### MATERIAL SUPPLIED ###

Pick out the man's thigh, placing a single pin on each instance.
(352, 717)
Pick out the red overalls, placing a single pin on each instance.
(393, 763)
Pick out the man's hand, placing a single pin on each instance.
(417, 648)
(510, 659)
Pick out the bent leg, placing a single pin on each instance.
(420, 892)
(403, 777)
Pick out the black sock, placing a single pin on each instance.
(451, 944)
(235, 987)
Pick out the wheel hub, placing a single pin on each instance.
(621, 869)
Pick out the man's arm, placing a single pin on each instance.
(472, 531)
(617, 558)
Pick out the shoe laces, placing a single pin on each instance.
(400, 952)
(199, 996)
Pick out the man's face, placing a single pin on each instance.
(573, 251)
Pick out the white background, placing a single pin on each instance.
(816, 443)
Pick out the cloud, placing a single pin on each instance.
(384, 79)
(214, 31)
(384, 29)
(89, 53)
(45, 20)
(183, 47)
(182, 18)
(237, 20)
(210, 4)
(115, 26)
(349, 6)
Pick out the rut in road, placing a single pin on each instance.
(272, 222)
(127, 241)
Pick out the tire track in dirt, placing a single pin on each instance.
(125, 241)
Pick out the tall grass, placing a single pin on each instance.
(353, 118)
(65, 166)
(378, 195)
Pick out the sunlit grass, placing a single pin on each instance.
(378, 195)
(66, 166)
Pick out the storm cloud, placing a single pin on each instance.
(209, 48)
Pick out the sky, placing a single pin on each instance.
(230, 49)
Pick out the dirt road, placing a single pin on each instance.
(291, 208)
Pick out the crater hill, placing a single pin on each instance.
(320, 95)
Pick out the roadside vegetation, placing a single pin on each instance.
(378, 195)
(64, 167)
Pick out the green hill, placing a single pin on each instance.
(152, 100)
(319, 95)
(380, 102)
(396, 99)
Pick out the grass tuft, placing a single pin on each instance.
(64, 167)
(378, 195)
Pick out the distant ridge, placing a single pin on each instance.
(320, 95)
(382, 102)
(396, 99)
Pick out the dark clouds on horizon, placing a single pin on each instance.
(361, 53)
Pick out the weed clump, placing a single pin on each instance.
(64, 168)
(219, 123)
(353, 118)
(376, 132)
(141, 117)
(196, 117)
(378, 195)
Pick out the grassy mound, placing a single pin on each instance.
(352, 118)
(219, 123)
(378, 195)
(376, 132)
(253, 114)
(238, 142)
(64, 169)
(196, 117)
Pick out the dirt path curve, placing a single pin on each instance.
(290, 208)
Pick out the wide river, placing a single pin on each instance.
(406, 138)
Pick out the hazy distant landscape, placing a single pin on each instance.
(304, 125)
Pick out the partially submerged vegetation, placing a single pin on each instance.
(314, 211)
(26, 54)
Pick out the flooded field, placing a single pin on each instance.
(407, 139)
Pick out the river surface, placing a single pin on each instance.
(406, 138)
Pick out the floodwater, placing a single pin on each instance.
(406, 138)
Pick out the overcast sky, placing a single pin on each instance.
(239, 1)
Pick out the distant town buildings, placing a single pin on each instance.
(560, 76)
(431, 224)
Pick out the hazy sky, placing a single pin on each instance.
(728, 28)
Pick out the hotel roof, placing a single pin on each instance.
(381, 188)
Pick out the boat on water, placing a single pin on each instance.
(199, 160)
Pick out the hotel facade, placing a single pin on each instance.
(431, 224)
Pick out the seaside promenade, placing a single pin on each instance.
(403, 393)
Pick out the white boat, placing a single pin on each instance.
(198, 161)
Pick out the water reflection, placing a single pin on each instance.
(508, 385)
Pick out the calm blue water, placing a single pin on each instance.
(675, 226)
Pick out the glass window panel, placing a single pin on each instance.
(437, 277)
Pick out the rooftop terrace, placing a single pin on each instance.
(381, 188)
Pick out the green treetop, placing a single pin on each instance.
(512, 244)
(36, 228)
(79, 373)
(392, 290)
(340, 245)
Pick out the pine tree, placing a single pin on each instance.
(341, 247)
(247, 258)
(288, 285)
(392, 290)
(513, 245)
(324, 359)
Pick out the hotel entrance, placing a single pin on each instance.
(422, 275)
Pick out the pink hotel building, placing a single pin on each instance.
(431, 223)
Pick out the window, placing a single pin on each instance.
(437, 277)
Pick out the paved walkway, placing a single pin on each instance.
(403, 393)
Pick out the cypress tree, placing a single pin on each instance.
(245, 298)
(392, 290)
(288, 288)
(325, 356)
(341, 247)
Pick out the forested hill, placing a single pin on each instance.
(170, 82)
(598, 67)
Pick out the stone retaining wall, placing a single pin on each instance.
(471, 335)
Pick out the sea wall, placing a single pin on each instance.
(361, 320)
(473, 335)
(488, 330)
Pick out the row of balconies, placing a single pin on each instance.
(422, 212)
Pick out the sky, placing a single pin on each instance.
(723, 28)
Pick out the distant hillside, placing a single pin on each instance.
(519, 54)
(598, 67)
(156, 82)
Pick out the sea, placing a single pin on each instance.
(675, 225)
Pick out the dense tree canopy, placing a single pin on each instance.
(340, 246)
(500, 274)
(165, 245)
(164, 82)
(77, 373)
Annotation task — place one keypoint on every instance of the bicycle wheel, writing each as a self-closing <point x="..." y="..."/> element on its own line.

###

## [TASK ITEM]
All of the lines above should be returned exactly as written.

## [ANSWER SECTION]
Pick out the man's thigh, placing a single pin on each instance.
(352, 717)
Pick out the red overalls, placing a single pin on each instance.
(393, 763)
Pick out the man's hand, placing a single pin on each instance.
(417, 648)
(510, 659)
Pick out the bent leg, placing a single pin on each instance.
(420, 892)
(403, 777)
Pick out the black sock, placing a single pin on each instance.
(451, 944)
(235, 987)
Pick out the wheel hub, placing a single pin on each instance.
(621, 869)
Pick out the man's arm, placing a single pin on each instance.
(472, 531)
(617, 558)
Pick out the shoe laces, placing a single pin on each instance.
(400, 952)
(199, 996)
Pick out the man's face, placing a single pin on each instance.
(573, 251)
Pick out the white background, placing a single pin on each instance.
(816, 443)
Pick out the cloud, placing a single pin on each instance.
(384, 79)
(214, 31)
(384, 29)
(89, 53)
(45, 20)
(183, 47)
(182, 18)
(237, 20)
(210, 4)
(115, 26)
(349, 6)
Pick out the rut in road, placing a single pin on each instance.
(272, 222)
(127, 241)
Pick out the tire track in dirt, placing a single pin on each instance.
(125, 241)
Pick out the tall grass, placing a single pin on each instance.
(353, 118)
(65, 166)
(378, 195)
Pick out the sunlit grass, placing a single pin on each instance.
(378, 195)
(66, 166)
Pick out the storm cloud, placing a single pin on each instance.
(209, 48)
Pick out the sky, placing a single pin on each instance.
(230, 49)
Pick out the dirt road, placing a single pin on each instance.
(291, 208)
Pick out the crater hill, placing a single pin on each instance.
(320, 95)
Pick out the roadside vegetation, placing a single pin on each instance.
(378, 195)
(64, 167)
Pick out the green hill, placing a single pin on each instance.
(152, 100)
(319, 95)
(380, 102)
(396, 99)
Pick out the grass tuft, placing a single pin on each instance.
(64, 167)
(378, 195)
Pick out the distant ridge, placing a single pin on each instance.
(320, 95)
(382, 102)
(396, 99)
Pick out the dark clouds on horizon, placing a single pin on each instance.
(361, 53)
Pick out the weed clump, placing a single pin on each instance.
(64, 168)
(219, 123)
(353, 118)
(376, 132)
(141, 117)
(196, 117)
(378, 195)
Pick out the grassy mound, placing a single pin on each instance.
(352, 118)
(219, 123)
(378, 195)
(376, 132)
(253, 114)
(238, 142)
(64, 169)
(196, 117)
Pick out the dirt path curve, placing a single pin on each instance.
(290, 208)
Pick out the wide river, placing a single pin on each instance.
(406, 138)
Pick out the hazy distant landscape, placing a single pin on each instance.
(304, 125)
Pick out the partially submerged vegetation, placing a single pin on each instance.
(314, 211)
(26, 54)
Pick out the flooded field, placing a single pin on each instance.
(407, 139)
Pick out the river surface, placing a single pin on each instance.
(406, 138)
Pick out the floodwater, placing a single pin on each instance.
(406, 138)
Pick out the overcast sky, placing a single pin on each instance.
(239, 1)
Pick out the distant town buildings, placing a single pin on each instance.
(560, 76)
(431, 224)
Pick out the hazy sky, placing a single pin on each instance.
(728, 28)
Pick out the hotel roof, placing a single pin on each instance.
(381, 188)
Pick out the boat on water, placing a single pin on each instance.
(199, 160)
Pick out the hotel facade, placing a single pin on each instance.
(431, 224)
Pick out the seaside promenade, placing a single pin on each instance.
(403, 393)
Pick out the white boat, placing a single pin on each instance.
(198, 161)
Pick out the water reflection, placing a single pin on each instance.
(508, 385)
Pick out the calm blue water, placing a single pin on each instance.
(675, 226)
Pick out the glass window panel, placing a single pin on each instance.
(437, 277)
Pick out the rooftop terrace, placing a single pin on each instance.
(381, 188)
Pick out the green treetop, placing a single pin on each instance.
(512, 244)
(36, 228)
(79, 373)
(392, 290)
(340, 245)
Pick out the pine tree, placing a single pin on each instance.
(341, 247)
(247, 258)
(288, 285)
(392, 290)
(513, 245)
(324, 359)
Pick out the hotel entrance, placing a single pin on each instance.
(422, 275)
Pick out the pink hotel building, placing a single pin on each instance.
(431, 223)
Pick out the window, placing a single pin on each instance.
(437, 277)
Pick out the paved walkway, placing a single pin on each instance.
(403, 393)
Pick out the cypress tree, placing a single pin on each instance.
(245, 298)
(392, 290)
(288, 288)
(325, 356)
(341, 247)
Pick out the forested hill, placing a single pin on each instance.
(170, 82)
(598, 67)
Pick out the stone retaining wall, placing a single pin on each instance.
(471, 335)
Pick out the sea wall, placing a single pin on each instance.
(361, 320)
(473, 335)
(488, 330)
Pick out the row of balconies, placing a single pin on each instance.
(422, 212)
Pick out the sky, placing a single pin on each instance.
(723, 28)
Pick out the distant hillside, placing a single pin on each instance.
(519, 54)
(598, 67)
(156, 82)
Pick out the sea, placing a single pin on each instance.
(675, 225)
Pick out the dense tree canopy, placing a single pin on each instance.
(340, 246)
(500, 274)
(165, 245)
(164, 82)
(77, 373)
Annotation task — place one keypoint on every instance of the bicycle wheel, writing each as a self-closing <point x="..." y="..."/> element on its own line.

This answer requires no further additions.